§ **TASK ITEM**
The records that follow should be copied out exactly, pictures excluded.
───
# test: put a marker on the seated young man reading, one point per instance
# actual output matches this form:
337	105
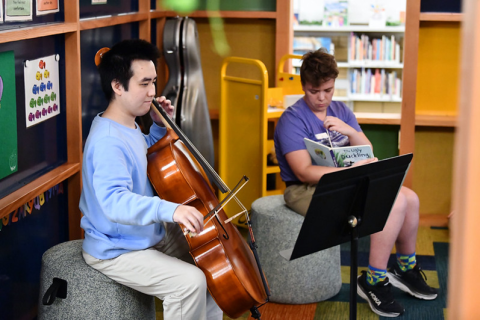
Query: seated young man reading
315	116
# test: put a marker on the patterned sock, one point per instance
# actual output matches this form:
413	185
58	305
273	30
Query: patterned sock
406	262
375	275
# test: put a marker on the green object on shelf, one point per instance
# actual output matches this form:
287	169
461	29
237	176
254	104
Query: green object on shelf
311	23
384	139
244	5
393	23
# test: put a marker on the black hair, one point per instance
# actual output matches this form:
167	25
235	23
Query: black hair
318	67
115	64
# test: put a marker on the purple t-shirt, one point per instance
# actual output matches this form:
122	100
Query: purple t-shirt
298	122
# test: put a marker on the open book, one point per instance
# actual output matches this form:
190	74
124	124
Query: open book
337	156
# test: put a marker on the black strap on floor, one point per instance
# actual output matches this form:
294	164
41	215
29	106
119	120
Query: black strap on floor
57	289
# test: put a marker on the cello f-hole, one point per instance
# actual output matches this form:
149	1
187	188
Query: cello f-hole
225	234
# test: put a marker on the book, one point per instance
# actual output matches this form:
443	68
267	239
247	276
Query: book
335	13
323	155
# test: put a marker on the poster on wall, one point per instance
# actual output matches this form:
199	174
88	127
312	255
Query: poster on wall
18	10
42	89
8	115
47	6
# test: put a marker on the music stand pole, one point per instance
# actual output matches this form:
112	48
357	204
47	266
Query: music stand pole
352	221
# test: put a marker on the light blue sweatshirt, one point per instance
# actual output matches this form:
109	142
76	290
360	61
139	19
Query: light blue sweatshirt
121	213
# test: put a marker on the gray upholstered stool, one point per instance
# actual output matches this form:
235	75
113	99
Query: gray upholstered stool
309	279
89	293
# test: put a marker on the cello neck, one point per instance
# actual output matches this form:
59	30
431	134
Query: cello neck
169	123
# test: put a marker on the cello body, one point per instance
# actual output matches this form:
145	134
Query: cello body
233	277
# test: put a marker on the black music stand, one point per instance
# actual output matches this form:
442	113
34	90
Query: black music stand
349	204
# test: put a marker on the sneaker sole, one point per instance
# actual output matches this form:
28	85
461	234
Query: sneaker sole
372	306
399	284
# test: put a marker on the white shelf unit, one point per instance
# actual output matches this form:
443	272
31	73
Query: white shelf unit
342	35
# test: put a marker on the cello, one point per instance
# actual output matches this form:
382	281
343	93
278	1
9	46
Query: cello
179	173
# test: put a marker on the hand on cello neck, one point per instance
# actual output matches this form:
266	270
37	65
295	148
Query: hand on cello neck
190	217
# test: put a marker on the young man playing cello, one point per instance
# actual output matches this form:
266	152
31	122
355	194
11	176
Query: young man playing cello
125	224
317	117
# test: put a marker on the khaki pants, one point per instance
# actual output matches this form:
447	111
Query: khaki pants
298	197
166	271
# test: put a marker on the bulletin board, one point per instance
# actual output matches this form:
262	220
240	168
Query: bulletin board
41	147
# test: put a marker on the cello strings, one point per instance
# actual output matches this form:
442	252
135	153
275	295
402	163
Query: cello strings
223	204
207	164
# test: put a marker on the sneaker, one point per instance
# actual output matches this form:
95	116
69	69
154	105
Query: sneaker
379	297
412	281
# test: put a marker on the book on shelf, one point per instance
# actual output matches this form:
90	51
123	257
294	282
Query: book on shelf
335	13
385	49
379	83
302	45
323	155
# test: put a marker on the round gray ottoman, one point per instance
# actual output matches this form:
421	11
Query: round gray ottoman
88	294
309	279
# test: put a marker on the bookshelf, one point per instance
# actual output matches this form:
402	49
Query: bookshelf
357	68
431	106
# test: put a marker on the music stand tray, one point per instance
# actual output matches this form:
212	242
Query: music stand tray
349	204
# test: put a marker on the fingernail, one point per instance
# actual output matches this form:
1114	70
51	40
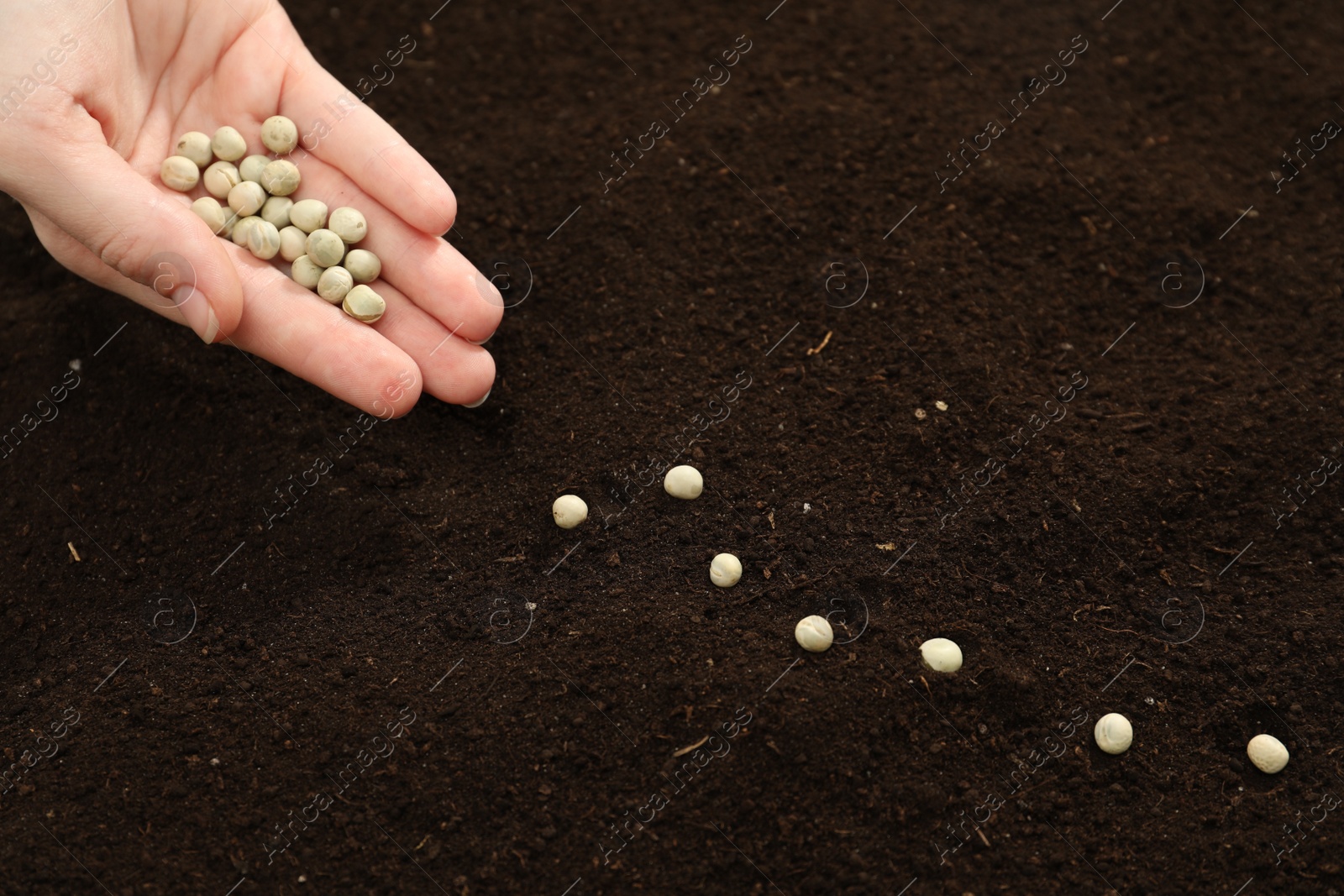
───
§ **SOLUTION**
# test: put a marker on the seated young man reading, one point per instance
# actual output matches this form:
337	105
Query: seated young man reading
315	116
# test: put a marker on the patterned sock, one point per instance
# actual output matches this form:
413	185
58	305
273	30
Query: patterned sock
406	262
375	275
# test: put a marker on the green object on shelf, one point per instance
# actual output matches this form:
287	169
461	29
237	176
254	104
Query: green object on shelf
311	23
384	139
244	5
393	23
# test: put a marker on the black hair, one point per instance
# actual output matches this form:
167	25
235	23
Query: black hair
318	67
115	64
# test: put a marker on the purple t-shirt, one point per instance
# actual output matches this form:
122	100
Query: purple t-shirt
298	122
# test: put a marker on the open book, one point per instance
# actual output matches this form:
190	74
124	124
Query: open book
337	156
# test: put a marker on the black strap on floor, one point per instance
# actual output matches this form:
294	164
41	215
29	106
119	120
Query: black strap on floor
57	289
# test: put a marker on the cello f-hole, one point per instance
# actual output matches this form:
149	1
187	188
Query: cello f-hole
225	234
# test: put a marker on the book, one point per instance
# actual output matches this form:
443	68
267	239
247	276
Query: book
335	13
323	155
# test: put a marker on the poster on wall, one point per instance
# actual output matches this form:
199	174
88	127
312	255
Query: poster on wall
18	10
42	89
8	115
47	6
# test: put a marker on the music stand pole, one point per instance
# actual output matches this form:
112	48
357	204
47	266
Query: music stand pole
352	221
# test: put a marker on the light blue sweatshirt, one point per instance
# actual output matches this form:
109	142
76	290
360	61
139	19
Query: light blue sweatshirt
121	213
# test: put a marker on the gray upholstered stool, one point per instance
# actual output matches this form:
235	75
113	99
Query: gray upholstered stool
309	279
89	293
# test: put a marker on the cello neck, one point per instance
# actual output matches this form:
59	30
431	134
Query: cello neck
169	123
# test: put a marker on the cello body, one point per instance
# actual output matches this form:
145	134
Query: cello body
233	277
# test: put a marker on the black music stand, one point per instance
# actual output matches this form:
442	113
34	90
Query: black music stand
349	204
# test: put a marker on the sneaker sole, one point per instance
# actual output matches this form:
28	85
461	234
Query: sneaker sole
372	306
399	284
# test: put a marker on the white shelf unit, one point per instance
# actual output matches this form:
443	272
31	73
Query: white shelf unit
342	35
# test: put a marker on the cello, one point per instance
# actual output matches this form:
382	281
343	93
278	1
9	46
Query: cello
179	173
# test: put a marker on the hand on cello neck, one point per instance
# actual output matches this form:
266	270
37	65
295	148
Query: hand on cello neck
190	217
# test: put a marker on the young man playing cello, one point per instance
# actual output matches this form:
266	152
31	122
355	194
11	176
Query: young man playing cello
125	224
317	117
# test: put a marker on the khaki pants, one point per instance
# actual output matches this form:
447	111
Query: khaki pants
298	197
166	271
# test: put a marker on the bulletin board, one point per instance
# actual output matches this form:
262	220
240	168
Query: bulletin board
41	147
# test: put a marker on the cello strings, one point per instance
# actual output matches this form:
442	252
135	153
275	295
402	163
Query: cello strings
223	204
207	164
# test: put a marker on the sneaker, one point per instance
# actual output matches this form:
95	116
69	69
154	105
Query: sneaker
379	297
412	281
# test: put a marker on the book on shelf, one point per instance
# actual output matches this form:
90	51
123	257
294	282
Query: book on shelf
335	13
385	49
379	83
302	45
323	155
# test: put a marker on the round gray ottoman, one point per instance
# actual output matches this form:
421	11
Query: round gray ottoman
88	294
309	279
# test: put a marker on the bookshelf, one point per instance
# actual output matches this form:
402	49
Query: bookshelf
357	68
431	106
# test: put a marker on the music stand tray, one point per instance
# actual output matches this form:
212	242
Query: music stand tray
349	204
# test: put a marker on the fingernail, one point per instance
# actual output matches this form:
1114	70
51	40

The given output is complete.